Según la reseña del recetario, ¿durante cuántos años fue Antonio Ferrero maestro pastelero?

- _Texto mostrado_:
···

FERRERO BOYA, Antonio, Recetario del dulce artesano en Guadalajara,
Guadalajara, M. Ferrero Calvo / Aache Ediciones, (col. Tierra de Guadalajara,
90), 2015, 254 pp. (I.S.B.N. 978-84-15537-68-7).
Ahora que parecen estar
de moda los libros de gastronomía se echaba en falta uno como el presente, que va directamente al
grano. Un libro, o mejor dicho, recetario, ha sido editado para disfrutar con
los dulces más conocidos y acreditados de Guadalajara, aunque también incluya
algunos menos conocidos, puesto que ese ha sido el fin perseguido por los
herederos de Antonio Ferrero, maestro
pastelero durante más de cincuenta años, a la vez que servir de homenaje al
padre que tan buena memoria dejó entre quienes tuvimos la suerte de conocerlo,
siempre de blanco inmaculado, en el obrador de la confitería de Villalba.
Y, digo recetario,
puesto que de eso se trata, que viene a mantener viva la artesanía del dulce en
tierras de Guadalajara. Ese es uno de los grandes méritos del libro, servir de
guía a quienes quieran seguir sus pasos en este dulce mundo de la pastelería
creativa; el otro mérito que yo veo en esta obra es el gran aporte, impagable,
que las nuevas generaciones van a recibir, puesto que con esta colección de
recetas es evidente que la tradición podrá ser más y mejor conocida y por
tanto, mantenida durante más tiempo. La edición de un libro contribuye
eficazmente a su mantenimiento a través del tiempo… porque, de momento, no es
muy conveniente confiar nuestros recuerdos a las “nuevas tecnologías” que, el
día menos pensado, con un simple apagón se pueden ir al garete.

···

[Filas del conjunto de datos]
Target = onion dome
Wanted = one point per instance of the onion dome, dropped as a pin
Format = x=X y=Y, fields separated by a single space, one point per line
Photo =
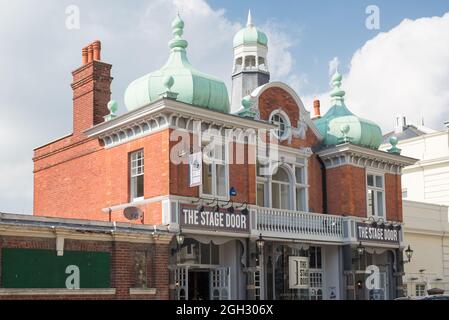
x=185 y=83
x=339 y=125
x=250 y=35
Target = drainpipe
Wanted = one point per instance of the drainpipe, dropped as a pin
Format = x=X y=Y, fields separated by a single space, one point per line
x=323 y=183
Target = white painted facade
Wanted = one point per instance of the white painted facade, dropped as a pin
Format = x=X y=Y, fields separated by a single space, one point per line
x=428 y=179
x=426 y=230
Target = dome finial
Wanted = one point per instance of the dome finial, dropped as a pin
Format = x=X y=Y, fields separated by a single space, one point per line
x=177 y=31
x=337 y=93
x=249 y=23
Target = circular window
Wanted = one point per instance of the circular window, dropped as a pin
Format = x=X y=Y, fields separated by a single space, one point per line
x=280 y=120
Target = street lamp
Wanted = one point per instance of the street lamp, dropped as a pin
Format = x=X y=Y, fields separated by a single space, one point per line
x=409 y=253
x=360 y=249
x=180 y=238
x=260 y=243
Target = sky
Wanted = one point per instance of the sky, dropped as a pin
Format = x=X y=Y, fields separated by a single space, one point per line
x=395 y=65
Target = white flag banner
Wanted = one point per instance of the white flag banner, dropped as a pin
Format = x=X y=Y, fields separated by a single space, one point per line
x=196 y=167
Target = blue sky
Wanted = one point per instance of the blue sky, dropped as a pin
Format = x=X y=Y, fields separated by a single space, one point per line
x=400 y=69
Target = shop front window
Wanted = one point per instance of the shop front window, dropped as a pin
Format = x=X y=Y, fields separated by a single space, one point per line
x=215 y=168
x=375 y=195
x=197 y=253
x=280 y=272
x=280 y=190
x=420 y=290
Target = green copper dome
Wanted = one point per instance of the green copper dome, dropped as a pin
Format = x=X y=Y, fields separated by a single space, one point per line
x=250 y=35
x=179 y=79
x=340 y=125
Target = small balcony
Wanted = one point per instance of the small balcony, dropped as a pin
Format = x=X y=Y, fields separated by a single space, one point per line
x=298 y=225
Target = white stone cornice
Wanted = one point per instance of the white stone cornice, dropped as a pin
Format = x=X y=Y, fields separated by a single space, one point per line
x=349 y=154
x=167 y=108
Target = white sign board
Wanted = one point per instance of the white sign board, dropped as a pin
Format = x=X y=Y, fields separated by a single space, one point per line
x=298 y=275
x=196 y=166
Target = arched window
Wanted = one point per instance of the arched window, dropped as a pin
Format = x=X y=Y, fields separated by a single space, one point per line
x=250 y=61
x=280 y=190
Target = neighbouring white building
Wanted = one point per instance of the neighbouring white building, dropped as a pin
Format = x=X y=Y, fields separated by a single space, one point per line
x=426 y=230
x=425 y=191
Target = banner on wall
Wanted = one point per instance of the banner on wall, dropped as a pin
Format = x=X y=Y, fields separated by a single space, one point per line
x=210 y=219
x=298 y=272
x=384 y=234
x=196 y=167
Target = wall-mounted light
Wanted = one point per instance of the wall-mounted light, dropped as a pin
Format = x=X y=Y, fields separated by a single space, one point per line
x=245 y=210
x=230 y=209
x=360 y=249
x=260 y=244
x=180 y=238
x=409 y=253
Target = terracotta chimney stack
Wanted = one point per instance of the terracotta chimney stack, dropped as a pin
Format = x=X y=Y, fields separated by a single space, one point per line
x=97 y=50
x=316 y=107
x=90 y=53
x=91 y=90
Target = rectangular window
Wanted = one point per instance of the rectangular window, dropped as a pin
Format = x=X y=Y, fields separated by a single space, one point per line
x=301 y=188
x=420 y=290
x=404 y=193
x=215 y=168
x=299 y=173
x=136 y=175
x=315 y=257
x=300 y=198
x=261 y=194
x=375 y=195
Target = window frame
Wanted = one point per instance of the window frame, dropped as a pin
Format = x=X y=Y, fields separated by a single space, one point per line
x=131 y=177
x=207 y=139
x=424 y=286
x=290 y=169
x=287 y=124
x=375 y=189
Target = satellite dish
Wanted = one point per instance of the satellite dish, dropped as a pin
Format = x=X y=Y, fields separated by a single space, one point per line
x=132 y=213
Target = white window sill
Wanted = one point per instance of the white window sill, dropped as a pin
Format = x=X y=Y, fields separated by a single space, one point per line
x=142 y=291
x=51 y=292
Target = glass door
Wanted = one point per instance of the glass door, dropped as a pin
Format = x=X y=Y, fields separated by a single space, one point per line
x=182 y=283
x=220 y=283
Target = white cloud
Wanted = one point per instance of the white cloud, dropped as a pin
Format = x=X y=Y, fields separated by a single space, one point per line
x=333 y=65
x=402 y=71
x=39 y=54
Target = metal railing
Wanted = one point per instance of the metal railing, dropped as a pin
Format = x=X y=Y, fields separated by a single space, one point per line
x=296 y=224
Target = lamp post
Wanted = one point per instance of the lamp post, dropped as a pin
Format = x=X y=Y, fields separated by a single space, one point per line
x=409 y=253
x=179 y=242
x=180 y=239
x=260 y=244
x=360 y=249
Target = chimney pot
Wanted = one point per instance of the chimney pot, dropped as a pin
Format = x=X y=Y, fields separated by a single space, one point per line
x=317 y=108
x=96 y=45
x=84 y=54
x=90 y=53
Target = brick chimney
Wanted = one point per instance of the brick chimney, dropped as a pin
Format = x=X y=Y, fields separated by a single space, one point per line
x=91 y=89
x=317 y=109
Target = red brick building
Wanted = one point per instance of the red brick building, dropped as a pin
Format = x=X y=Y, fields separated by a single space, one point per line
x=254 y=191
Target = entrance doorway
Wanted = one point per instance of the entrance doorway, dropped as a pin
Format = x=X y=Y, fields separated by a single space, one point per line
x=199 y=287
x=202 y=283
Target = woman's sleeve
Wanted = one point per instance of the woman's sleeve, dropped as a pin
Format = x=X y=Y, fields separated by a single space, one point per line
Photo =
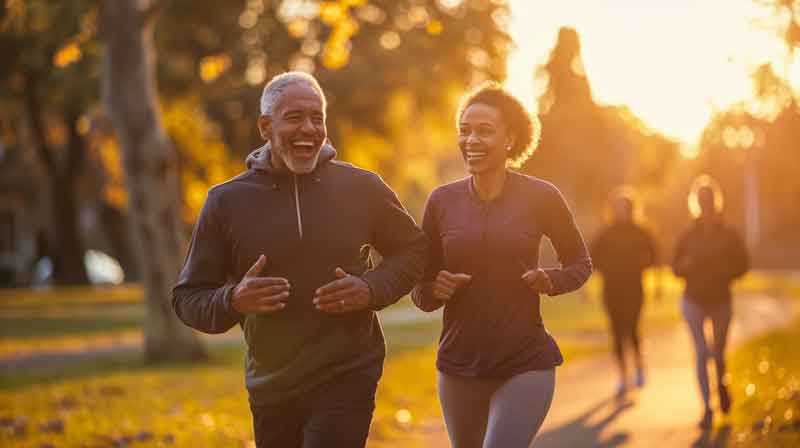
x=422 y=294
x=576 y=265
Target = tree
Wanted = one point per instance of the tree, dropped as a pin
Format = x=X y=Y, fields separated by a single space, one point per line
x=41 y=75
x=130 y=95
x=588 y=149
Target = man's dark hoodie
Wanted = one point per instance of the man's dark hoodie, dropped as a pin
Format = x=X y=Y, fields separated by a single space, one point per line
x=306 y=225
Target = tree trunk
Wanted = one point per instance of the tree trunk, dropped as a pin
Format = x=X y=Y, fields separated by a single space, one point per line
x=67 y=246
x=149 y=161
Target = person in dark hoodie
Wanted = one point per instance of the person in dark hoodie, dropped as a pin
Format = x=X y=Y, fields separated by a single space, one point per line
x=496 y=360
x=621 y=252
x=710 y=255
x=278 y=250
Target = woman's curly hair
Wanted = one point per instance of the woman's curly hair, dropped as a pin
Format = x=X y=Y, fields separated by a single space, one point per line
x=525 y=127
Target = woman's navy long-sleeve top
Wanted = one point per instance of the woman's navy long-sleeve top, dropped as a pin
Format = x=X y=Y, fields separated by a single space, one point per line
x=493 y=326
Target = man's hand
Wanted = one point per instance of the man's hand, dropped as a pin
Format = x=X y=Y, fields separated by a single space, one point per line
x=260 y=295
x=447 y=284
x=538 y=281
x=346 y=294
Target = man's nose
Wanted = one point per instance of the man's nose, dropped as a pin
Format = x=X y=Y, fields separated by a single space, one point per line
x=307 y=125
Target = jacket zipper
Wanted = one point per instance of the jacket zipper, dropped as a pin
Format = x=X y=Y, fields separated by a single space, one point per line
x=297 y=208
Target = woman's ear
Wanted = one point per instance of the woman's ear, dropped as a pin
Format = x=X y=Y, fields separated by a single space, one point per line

···

- _Resultado del ejercicio_:
Durante más de cincuenta años.